## MATERIAL FOR THIS EXERCISE
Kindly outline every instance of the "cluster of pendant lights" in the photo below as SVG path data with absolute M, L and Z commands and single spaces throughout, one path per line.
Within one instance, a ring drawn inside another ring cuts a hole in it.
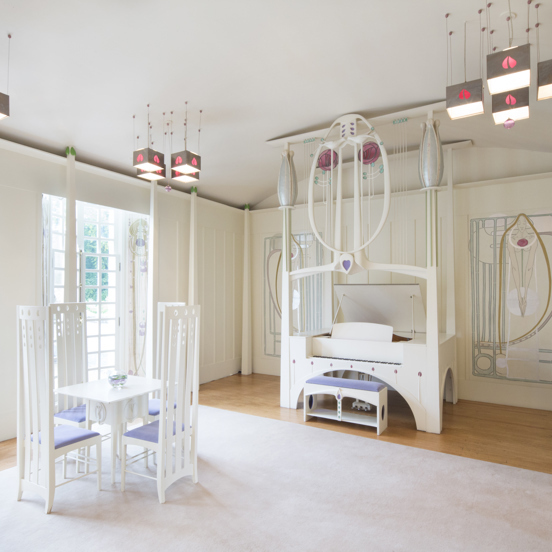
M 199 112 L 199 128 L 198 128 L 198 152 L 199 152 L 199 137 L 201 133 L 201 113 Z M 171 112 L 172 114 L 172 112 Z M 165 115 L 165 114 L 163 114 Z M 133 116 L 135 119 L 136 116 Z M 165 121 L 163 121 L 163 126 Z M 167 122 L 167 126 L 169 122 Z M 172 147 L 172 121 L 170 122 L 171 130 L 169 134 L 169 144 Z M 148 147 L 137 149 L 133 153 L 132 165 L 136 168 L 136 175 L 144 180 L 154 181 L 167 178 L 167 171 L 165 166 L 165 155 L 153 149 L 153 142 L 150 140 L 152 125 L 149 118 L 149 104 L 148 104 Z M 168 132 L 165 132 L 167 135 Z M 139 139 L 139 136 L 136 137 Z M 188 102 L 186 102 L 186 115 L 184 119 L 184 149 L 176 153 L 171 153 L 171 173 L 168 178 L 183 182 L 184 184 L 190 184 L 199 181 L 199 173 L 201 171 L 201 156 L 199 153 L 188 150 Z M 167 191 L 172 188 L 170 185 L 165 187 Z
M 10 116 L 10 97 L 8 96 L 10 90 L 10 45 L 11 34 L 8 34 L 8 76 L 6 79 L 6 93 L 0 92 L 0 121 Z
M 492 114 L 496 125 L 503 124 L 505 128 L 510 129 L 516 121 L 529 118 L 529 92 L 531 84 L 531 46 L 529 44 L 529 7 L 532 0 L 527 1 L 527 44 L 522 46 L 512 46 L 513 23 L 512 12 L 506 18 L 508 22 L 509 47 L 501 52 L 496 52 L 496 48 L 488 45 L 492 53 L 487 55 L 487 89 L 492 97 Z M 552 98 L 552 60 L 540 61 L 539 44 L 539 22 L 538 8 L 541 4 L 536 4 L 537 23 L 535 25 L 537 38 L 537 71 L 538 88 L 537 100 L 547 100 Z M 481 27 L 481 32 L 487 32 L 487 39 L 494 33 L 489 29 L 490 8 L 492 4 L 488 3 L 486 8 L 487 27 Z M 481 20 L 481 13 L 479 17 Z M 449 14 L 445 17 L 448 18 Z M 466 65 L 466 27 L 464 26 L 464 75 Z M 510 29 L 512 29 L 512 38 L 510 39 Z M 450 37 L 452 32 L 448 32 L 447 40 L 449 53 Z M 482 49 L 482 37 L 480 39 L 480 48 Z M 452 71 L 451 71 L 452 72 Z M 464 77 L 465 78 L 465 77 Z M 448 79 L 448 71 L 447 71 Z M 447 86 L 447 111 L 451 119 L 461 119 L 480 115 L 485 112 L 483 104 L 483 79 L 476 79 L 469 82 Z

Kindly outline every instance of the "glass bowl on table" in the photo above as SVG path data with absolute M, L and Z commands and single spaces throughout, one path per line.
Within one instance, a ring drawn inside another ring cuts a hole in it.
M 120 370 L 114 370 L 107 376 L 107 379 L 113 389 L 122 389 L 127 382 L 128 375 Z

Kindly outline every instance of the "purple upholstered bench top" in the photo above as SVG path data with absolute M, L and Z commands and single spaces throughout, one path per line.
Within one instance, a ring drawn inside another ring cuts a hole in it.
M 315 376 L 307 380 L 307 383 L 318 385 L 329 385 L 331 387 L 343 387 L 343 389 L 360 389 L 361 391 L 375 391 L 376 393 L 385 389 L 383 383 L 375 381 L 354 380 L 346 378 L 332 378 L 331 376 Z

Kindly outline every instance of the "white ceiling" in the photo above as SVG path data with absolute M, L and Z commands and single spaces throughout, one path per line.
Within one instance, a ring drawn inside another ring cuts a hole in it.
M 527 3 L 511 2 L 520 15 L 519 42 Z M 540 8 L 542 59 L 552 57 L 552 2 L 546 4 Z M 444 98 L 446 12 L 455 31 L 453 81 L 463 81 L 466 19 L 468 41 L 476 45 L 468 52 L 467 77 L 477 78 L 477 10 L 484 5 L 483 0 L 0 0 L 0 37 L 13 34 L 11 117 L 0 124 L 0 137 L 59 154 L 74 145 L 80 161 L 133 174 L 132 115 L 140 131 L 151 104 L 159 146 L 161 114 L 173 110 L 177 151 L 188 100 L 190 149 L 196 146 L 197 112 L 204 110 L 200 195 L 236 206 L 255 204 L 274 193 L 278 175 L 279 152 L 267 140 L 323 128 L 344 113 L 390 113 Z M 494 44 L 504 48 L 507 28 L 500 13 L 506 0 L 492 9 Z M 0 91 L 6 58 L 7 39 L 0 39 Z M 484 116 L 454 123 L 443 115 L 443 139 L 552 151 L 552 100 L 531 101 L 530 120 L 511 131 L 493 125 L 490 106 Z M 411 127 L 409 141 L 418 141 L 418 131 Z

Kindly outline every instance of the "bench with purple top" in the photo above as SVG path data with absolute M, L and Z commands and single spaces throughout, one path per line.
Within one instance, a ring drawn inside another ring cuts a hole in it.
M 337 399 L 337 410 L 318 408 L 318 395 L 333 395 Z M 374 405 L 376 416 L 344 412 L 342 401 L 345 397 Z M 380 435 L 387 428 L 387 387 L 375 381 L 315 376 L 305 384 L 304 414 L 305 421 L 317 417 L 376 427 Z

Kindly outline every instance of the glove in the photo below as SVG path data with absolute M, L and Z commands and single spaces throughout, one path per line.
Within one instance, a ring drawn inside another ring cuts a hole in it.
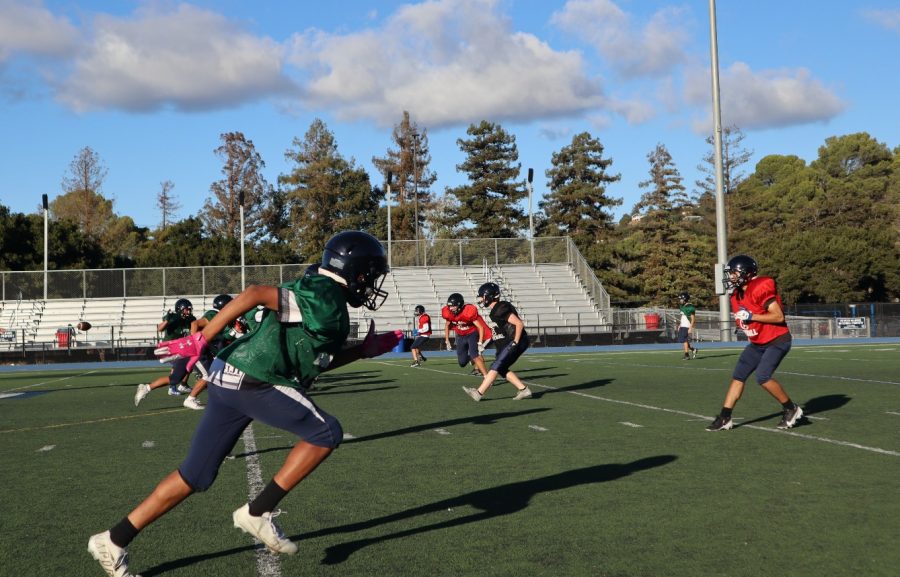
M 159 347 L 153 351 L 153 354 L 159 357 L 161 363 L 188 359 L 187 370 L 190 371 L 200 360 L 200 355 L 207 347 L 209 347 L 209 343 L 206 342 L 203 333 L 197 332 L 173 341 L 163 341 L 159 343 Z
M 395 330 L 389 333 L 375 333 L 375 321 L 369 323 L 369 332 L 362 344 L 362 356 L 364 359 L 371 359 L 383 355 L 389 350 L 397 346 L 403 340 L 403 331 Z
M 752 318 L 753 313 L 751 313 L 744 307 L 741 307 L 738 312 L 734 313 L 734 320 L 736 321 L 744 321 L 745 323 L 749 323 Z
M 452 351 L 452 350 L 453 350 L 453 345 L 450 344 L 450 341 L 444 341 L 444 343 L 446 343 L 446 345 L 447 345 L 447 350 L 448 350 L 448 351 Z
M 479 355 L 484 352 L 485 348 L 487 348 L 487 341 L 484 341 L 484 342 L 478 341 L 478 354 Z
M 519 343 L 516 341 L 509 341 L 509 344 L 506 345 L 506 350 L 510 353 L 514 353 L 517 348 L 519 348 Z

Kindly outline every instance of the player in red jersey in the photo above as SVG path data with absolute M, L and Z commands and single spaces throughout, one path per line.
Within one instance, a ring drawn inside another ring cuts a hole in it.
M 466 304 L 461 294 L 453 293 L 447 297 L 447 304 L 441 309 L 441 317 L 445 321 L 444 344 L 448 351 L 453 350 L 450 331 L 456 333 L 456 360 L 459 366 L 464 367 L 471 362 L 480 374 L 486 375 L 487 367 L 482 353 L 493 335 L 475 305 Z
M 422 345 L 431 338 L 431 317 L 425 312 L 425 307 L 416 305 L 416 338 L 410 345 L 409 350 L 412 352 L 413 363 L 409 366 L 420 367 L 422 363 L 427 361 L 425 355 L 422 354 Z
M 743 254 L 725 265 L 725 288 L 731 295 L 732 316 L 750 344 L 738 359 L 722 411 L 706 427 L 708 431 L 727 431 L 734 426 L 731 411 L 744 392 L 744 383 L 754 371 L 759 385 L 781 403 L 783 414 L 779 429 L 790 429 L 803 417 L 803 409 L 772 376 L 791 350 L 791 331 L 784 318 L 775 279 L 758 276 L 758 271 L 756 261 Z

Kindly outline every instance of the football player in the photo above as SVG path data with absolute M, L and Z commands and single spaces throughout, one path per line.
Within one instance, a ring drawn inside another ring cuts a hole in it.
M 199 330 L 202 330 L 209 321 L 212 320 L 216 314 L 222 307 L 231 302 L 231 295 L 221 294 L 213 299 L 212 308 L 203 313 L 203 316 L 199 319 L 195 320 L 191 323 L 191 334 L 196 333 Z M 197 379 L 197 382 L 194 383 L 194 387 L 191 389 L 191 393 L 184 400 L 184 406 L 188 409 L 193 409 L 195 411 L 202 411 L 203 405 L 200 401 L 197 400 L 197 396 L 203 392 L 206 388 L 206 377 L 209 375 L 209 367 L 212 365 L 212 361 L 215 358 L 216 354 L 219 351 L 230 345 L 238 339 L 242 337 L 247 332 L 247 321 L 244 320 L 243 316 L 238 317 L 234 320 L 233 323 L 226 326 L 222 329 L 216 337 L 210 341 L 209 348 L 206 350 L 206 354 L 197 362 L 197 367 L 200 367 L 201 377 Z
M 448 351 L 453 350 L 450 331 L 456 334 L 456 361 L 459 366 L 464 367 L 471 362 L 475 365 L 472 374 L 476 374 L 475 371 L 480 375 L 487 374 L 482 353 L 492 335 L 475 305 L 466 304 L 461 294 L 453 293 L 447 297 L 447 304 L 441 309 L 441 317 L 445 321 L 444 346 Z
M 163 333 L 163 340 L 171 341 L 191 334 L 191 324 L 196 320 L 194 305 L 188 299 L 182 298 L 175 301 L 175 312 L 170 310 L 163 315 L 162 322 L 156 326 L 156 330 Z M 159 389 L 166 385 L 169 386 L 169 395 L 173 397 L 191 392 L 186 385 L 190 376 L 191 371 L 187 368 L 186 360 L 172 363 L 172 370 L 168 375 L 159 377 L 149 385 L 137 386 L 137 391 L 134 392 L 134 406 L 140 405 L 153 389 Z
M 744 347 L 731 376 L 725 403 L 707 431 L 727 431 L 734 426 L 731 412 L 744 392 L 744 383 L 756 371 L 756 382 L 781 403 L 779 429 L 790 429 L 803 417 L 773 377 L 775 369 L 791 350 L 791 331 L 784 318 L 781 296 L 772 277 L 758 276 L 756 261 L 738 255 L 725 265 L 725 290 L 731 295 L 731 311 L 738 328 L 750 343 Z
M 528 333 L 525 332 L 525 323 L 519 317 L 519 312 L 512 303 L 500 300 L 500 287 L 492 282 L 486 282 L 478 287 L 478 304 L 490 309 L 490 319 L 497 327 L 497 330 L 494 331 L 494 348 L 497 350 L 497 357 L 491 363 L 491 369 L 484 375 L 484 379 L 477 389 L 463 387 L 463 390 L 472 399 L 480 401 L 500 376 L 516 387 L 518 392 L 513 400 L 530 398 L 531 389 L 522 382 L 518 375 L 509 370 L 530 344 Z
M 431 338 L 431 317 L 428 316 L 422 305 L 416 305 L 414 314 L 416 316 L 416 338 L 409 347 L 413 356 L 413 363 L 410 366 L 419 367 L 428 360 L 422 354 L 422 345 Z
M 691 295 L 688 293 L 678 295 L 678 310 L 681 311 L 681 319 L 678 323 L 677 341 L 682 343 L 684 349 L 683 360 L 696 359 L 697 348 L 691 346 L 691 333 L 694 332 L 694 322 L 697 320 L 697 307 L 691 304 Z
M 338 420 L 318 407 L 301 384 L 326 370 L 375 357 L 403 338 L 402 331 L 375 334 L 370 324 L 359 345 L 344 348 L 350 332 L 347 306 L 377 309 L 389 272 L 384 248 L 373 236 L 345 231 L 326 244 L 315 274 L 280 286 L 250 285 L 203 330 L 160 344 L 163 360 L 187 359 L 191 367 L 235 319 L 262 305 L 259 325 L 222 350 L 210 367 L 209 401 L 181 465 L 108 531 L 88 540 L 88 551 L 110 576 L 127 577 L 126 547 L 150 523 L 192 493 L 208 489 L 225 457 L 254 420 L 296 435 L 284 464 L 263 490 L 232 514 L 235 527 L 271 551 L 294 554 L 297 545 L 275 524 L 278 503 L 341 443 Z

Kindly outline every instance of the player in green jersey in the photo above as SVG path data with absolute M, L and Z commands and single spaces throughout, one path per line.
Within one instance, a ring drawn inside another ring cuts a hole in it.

## WHAT THE EXERCISE ASKS
Go through the listing above and pull out each line containing the word "bench".

## TASK RESULT
Kindly outline every instance of the "purple upholstered bench top" in the photo above as SVG path data with absolute M, L and Z commands and single spaces throughout, one path per line.
Kindly outline every instance of the "bench with purple top" in the photo above as SVG path data with absolute M, L and Z commands and single spaces throughout, one path per line.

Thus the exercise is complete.